§ PROBLEM:
Return exactly the lines below, starting with the one that has "Target: pale stone cottage" and going on through the one that has "Mark one point on every instance of the evergreen".

══════

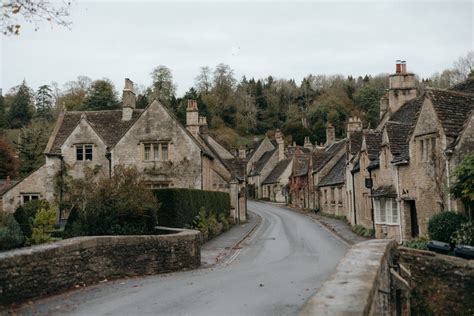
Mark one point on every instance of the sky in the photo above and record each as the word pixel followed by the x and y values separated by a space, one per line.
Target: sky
pixel 285 39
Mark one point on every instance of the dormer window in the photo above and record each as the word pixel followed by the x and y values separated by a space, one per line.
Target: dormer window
pixel 84 152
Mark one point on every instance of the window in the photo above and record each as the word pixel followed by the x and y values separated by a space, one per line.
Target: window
pixel 84 152
pixel 25 198
pixel 386 211
pixel 155 151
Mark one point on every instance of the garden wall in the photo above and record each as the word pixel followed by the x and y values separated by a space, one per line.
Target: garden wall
pixel 440 285
pixel 46 269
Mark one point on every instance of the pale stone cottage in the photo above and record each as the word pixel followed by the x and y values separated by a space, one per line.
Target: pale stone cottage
pixel 151 139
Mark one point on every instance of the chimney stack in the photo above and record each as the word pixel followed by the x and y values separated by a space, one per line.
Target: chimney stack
pixel 128 100
pixel 330 134
pixel 280 144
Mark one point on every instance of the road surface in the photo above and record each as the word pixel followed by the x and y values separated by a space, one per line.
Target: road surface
pixel 278 267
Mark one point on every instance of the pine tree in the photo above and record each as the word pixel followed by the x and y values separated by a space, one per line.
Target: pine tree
pixel 20 112
pixel 44 102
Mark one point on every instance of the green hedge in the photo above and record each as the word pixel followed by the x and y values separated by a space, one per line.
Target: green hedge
pixel 179 207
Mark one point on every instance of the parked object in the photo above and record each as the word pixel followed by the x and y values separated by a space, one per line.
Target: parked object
pixel 439 247
pixel 464 251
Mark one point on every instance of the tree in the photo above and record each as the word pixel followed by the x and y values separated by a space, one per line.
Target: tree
pixel 8 162
pixel 163 88
pixel 101 95
pixel 20 112
pixel 32 11
pixel 31 145
pixel 44 102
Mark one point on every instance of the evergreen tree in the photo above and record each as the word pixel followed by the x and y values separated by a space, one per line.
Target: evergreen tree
pixel 44 102
pixel 101 95
pixel 20 112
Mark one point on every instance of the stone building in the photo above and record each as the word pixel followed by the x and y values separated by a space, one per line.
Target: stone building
pixel 151 139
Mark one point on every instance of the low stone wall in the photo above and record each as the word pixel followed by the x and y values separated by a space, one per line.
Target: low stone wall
pixel 360 285
pixel 440 285
pixel 46 269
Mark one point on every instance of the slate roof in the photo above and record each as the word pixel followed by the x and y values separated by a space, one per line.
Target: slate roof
pixel 300 167
pixel 277 171
pixel 384 191
pixel 465 86
pixel 258 166
pixel 336 175
pixel 452 108
pixel 321 159
pixel 108 124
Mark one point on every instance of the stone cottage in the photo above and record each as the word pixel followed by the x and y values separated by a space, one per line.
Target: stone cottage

══════

§ RESULT OF THE EXERCISE:
Target: pale stone cottage
pixel 151 139
Mark one point on every instance of the chimney stack in the photo above and record each as the word pixel followed by the x and y values separated by a space, one per line.
Target: chimney stack
pixel 128 100
pixel 330 134
pixel 280 144
Mark one point on every instance of the road surface in the photo above and record each as the word pixel followed by the x and y values separated by a space, one per line.
Target: road surface
pixel 278 267
Mark one point on every instance of the pine tree in the photo above and record each as the word pixel followed by the x and y values separated by a space, one per line.
Target: pine tree
pixel 20 112
pixel 44 102
Mark one point on every instance of the green hedge in the photo above and record each as the word pixel followed by the x and y values separated by a space, one per line.
Target: green hedge
pixel 179 207
Mark one point on every instance of the parked object in the photo above and record each as the word pixel followed by the x and y values separated by a space, one per line.
Target: parked object
pixel 439 247
pixel 464 251
Mark one point on every instance of the tree in the photo above and record each as the word pixel followed by the x and y values separated by a space, one per line.
Target: tree
pixel 8 162
pixel 163 88
pixel 101 95
pixel 20 112
pixel 32 11
pixel 31 145
pixel 44 102
Mark one point on every instance of the evergreen tree in the photo above and record each as the word pixel followed by the x and y values separated by a space, one per line.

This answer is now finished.